◆ PAGE EXCERPT:
╔══
Imaging. FRET imaging using a two-photon laser-scanning microscope and subsequent analyses were performed as described previously (Okamoto et al., 2004). HeLa cells were transfected with cDNA as described above and imaged 2-4 d later in solution containing the following (in mm): 129 NaCl, 5 KCl, 2 CaCl2, 1 MgCl2, 30 glucose, and 25 HEPES-Na, pH 7.4. The cells were stimulated with a 5 μm concentration of the calcium ionophore 4-bromo-A23187 (4-Br-A23187) (A.G. Scientific, San Diego, CA), a nonfluorescent derivative of A23187. Hippocampal-dissociated cultures were prepared as described previously (Renger et al., 2001). Neurons were transfected by the Ca2+-phosphate method (at 7-11 d in vitro) or infected by herpes virus expression vector (at 13 d in vitro) and imaged at 14-16 d in vitro in solution containing the following (in mm): 145 NaCl, 3 KCl, 1.2 CaCl2, 1.2 MgCl2, 10 glucose, and 10 HEPES-Na, pH 7.4.
Results
Design and biochemical characterization of the FRET-based reporter for CaMKII activation, Camuiα At basal cellular Ca2+ concentrations, CaMKII is kept inactive by an autoinhibitory domain that masks the catalytic core of the enzyme (Goldberg et al., 1996; Hudmon and Schulman, 2002; Lisman et al., 2002). The binding of the Ca2+/calmodulin complex to the calmodulin-binding domain induces a conformational change in the enzyme to prevent this interaction, thereby exposing the kinase domain to substrates. Once activated, the kinase autophosphorylates T286 in the autoinhibitory domain of the adjacent subunit, which unmasks the catalytic core and makes the kinase constitutively active. Because these processes involve conformational changes in the protein, we speculated that, by flanking the entire CaMKII protein with YFP and CFP and monitoring FRET between these two fluorophores, we could image the CaMKII activation process (Fig. 1A).
╚══
◆ PROBLEM TO SOLVE: Continue the CaMKII reporter passage from where it stops. The material after this has nothing to do with the job.

(Referring expression data)
╔══
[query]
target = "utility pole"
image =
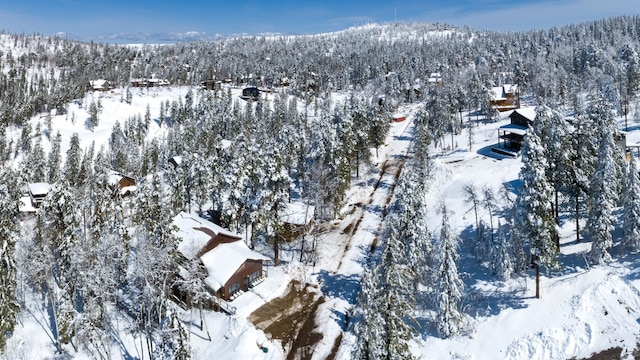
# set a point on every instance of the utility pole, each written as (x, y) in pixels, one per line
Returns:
(535, 263)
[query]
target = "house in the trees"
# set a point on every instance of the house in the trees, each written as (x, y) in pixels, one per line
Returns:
(149, 82)
(38, 192)
(212, 84)
(231, 267)
(250, 93)
(435, 79)
(505, 97)
(176, 161)
(511, 136)
(99, 85)
(123, 184)
(296, 219)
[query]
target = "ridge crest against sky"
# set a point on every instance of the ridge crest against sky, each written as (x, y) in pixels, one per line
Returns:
(119, 21)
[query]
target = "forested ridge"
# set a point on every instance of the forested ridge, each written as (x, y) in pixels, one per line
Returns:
(88, 255)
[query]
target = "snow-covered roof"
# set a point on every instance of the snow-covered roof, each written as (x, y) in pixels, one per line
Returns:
(500, 92)
(297, 213)
(114, 177)
(41, 188)
(514, 128)
(195, 232)
(528, 112)
(99, 84)
(224, 260)
(497, 93)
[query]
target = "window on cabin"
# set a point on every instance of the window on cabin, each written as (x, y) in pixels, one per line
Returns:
(254, 276)
(234, 288)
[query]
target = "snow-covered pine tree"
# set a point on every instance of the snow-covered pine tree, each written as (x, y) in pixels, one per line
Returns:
(534, 215)
(501, 264)
(369, 327)
(449, 287)
(397, 284)
(153, 268)
(600, 221)
(631, 205)
(62, 233)
(9, 231)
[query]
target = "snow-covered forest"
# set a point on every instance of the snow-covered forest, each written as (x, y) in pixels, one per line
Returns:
(96, 274)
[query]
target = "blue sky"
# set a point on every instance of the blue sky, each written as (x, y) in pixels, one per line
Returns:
(165, 20)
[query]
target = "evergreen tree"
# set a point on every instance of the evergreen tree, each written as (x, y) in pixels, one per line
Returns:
(631, 205)
(9, 232)
(397, 282)
(501, 264)
(449, 287)
(72, 163)
(534, 217)
(600, 221)
(54, 159)
(369, 328)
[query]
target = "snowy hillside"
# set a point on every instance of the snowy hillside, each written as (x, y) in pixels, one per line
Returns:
(97, 273)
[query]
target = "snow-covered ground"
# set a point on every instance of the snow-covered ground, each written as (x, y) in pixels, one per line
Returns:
(582, 310)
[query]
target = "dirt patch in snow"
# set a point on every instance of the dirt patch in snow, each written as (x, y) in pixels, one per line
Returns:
(291, 319)
(609, 354)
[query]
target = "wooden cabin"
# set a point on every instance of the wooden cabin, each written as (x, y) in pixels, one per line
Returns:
(250, 93)
(511, 136)
(38, 192)
(505, 97)
(99, 85)
(125, 185)
(231, 267)
(296, 219)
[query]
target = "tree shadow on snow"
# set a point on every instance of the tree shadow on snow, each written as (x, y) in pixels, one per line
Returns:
(345, 287)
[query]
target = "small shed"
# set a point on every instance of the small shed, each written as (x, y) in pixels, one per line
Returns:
(212, 84)
(38, 192)
(505, 97)
(124, 184)
(296, 219)
(99, 85)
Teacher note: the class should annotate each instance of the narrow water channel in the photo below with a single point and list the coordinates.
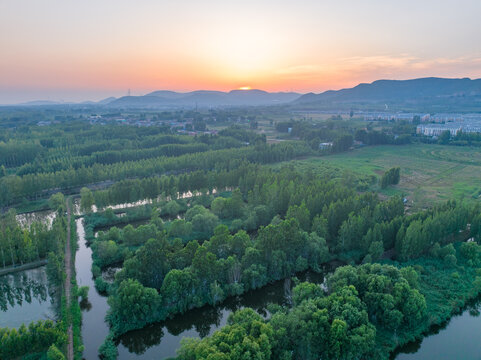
(94, 327)
(25, 297)
(459, 338)
(161, 340)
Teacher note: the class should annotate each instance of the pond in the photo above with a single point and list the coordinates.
(25, 297)
(161, 340)
(459, 338)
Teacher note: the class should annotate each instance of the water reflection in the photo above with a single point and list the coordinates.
(25, 297)
(161, 340)
(45, 216)
(458, 338)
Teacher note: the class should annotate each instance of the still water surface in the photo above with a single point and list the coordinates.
(24, 297)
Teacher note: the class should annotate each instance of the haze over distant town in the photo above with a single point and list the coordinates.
(76, 51)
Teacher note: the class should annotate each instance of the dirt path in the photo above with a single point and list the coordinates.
(68, 272)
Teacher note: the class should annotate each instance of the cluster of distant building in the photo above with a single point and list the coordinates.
(454, 128)
(433, 124)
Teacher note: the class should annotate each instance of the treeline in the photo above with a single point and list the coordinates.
(14, 188)
(34, 339)
(64, 161)
(22, 245)
(194, 275)
(39, 144)
(340, 324)
(42, 339)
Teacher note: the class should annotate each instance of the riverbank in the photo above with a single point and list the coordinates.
(31, 265)
(447, 290)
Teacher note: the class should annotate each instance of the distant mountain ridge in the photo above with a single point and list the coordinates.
(204, 98)
(422, 91)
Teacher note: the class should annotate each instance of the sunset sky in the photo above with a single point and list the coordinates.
(88, 50)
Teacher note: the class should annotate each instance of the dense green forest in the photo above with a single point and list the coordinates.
(270, 227)
(224, 215)
(43, 339)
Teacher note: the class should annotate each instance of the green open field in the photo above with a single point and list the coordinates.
(429, 173)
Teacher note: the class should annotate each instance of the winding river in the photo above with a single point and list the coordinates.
(459, 338)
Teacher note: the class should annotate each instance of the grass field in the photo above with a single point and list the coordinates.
(429, 173)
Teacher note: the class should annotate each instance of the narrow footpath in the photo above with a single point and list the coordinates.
(68, 279)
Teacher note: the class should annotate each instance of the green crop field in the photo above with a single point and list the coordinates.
(429, 173)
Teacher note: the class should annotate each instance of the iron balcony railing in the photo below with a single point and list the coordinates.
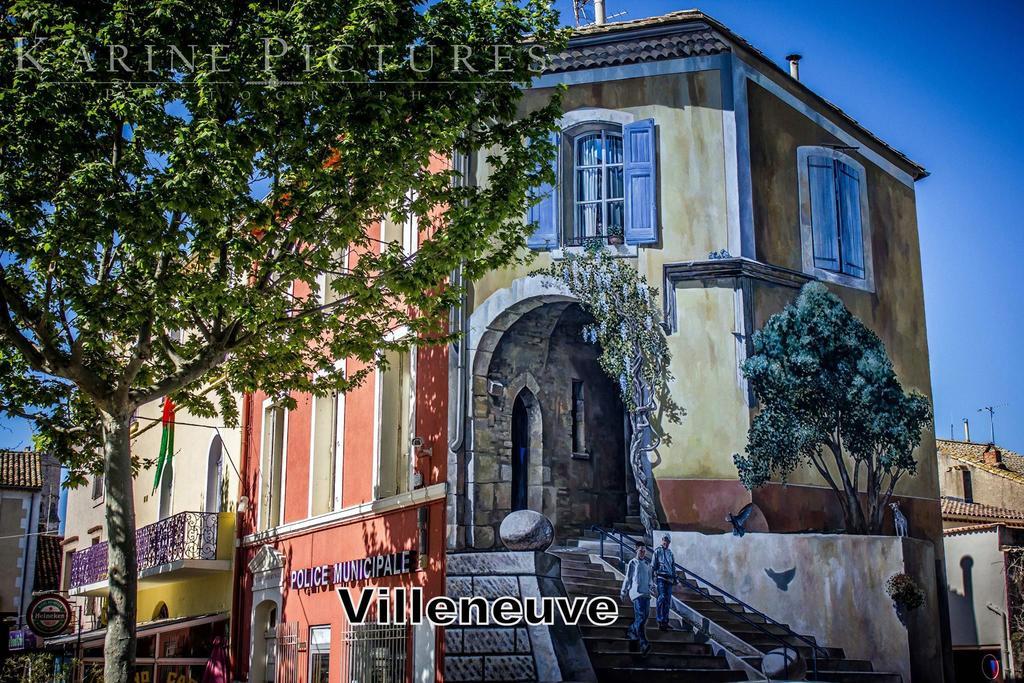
(730, 603)
(186, 536)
╚══
◆ EXPECTED OUTPUT:
The engineered protein Camuiα had an expected molecular mass of 110 kDa on Western blotting (Fig. 1B). The undenatured holoenzyme was eluted in a single peak with a molecular mass of >1000 kDa on gel filtration, indicating oligomer formation (Fig. 1C). Camuiα was then expressed in insect cells and partially purified (Fig. 1D, inset). When kinase activity was measured using syntide-2 as a substrate, Camuiα had kinase activity triggered by Ca2+ and calmodulin (Fig. 1D). In the presence of EGTA, Ca2+ failed to trigger kinase activity. When EGTA was added after Camuiα was preincubated with Ca2+ and calmodulin in the absence of syntide-2 for 1 min, EGTA only partially blocked kinase activity, indicating that Camuiα had become a Ca2+-independent, constitutively active form, like wild-type CaMKII. This activation was also abolished by KN-93, a specific inhibitor of the calmodulin-CaMKII interaction, but not by KN-92, an inactive analog, confirming the specific involvement of binding between calmodulin and the CaMKII moiety of Camuiα (Fig. 1E).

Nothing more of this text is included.